* [TEXTO EXTRAÍDO]
────────

Cenas, charlas y política: 40 años de Mastropiero, la primera pizzería de Malasaña
Hoy en Malasaña hay pizzerías a patadas pero como Mastropiero, ninguna. Además de ser la primera que se abrió en el barrio -Sandos (1983) y Maravillas (1984) llegarían poco después- cuenta con Mirta, su dueña, como ingrediente especial
Aunque hace 16 años que debería de haberse jubilado, Lilia Mirta Agostini Castro sigue como referente de Mastropiero, la primera pizzería que se abrió en Malasaña. Este negocio cumple cuatro décadas de existencia en 2021 y toca acercarse a él, o regresar, antes de que ya no esté.

────────

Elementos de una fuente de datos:
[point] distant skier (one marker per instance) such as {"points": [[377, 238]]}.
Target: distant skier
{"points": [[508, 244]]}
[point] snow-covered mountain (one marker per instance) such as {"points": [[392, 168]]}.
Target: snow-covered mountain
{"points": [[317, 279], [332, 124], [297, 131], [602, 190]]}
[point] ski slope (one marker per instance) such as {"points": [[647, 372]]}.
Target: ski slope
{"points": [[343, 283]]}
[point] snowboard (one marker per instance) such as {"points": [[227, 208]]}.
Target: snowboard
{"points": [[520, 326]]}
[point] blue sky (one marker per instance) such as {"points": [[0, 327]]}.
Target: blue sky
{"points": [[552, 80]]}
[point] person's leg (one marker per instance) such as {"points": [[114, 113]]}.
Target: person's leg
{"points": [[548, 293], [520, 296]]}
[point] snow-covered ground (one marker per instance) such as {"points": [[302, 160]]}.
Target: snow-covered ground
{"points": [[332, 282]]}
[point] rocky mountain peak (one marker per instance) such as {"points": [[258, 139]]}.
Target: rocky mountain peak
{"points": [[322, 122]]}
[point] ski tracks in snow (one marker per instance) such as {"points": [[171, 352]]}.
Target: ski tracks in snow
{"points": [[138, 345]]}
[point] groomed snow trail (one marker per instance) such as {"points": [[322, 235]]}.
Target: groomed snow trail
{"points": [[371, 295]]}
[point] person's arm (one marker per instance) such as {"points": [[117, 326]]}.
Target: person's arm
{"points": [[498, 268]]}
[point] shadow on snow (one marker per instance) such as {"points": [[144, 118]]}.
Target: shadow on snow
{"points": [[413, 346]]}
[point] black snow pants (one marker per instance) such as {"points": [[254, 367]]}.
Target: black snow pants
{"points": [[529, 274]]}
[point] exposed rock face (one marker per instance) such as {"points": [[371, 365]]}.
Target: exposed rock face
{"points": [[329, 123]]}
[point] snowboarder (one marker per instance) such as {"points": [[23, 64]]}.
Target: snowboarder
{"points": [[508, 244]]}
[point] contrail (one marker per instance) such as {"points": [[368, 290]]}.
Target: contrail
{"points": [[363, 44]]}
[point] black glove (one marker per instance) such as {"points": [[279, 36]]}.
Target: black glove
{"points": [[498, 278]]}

────────

* [DESCRIPCIÓN DE LA TAREA]
Prosigue el texto sobre los 40 años de la pizzería Mastropiero a partir de su última oración. Las líneas de datos no hacen falta para resolver nada aquí.

* [RESPUESTA DEL EJERCICIO]
“Yo no me quiero morir aquí, pero me gusta la gente y voy a seguir hasta que pueda. En cualquier caso, me queda poco”, confiesa Mirta, una combativa mujer de 81 años que prefiere hablar de política, de filosofía de vida, de derechos laborales, de dictaduras sudamericanas, de la reciente subida de la luz o de la necesidad de luchar por una sanidad pública -entre otras cosas-, antes que hacerlo de la historia de su local.
Las pizzas y empanadas de Mastropiero, cuya calidad no vamos a descubri a estas alturas, llevan un impagable ingrediente extra, social y reflexivo, que las hace únicas; un sabor que se puede apreciar en toda su intensidad los días de menos ajetreo, cuando Mirta tiene más tiempo para hablar con los clientes.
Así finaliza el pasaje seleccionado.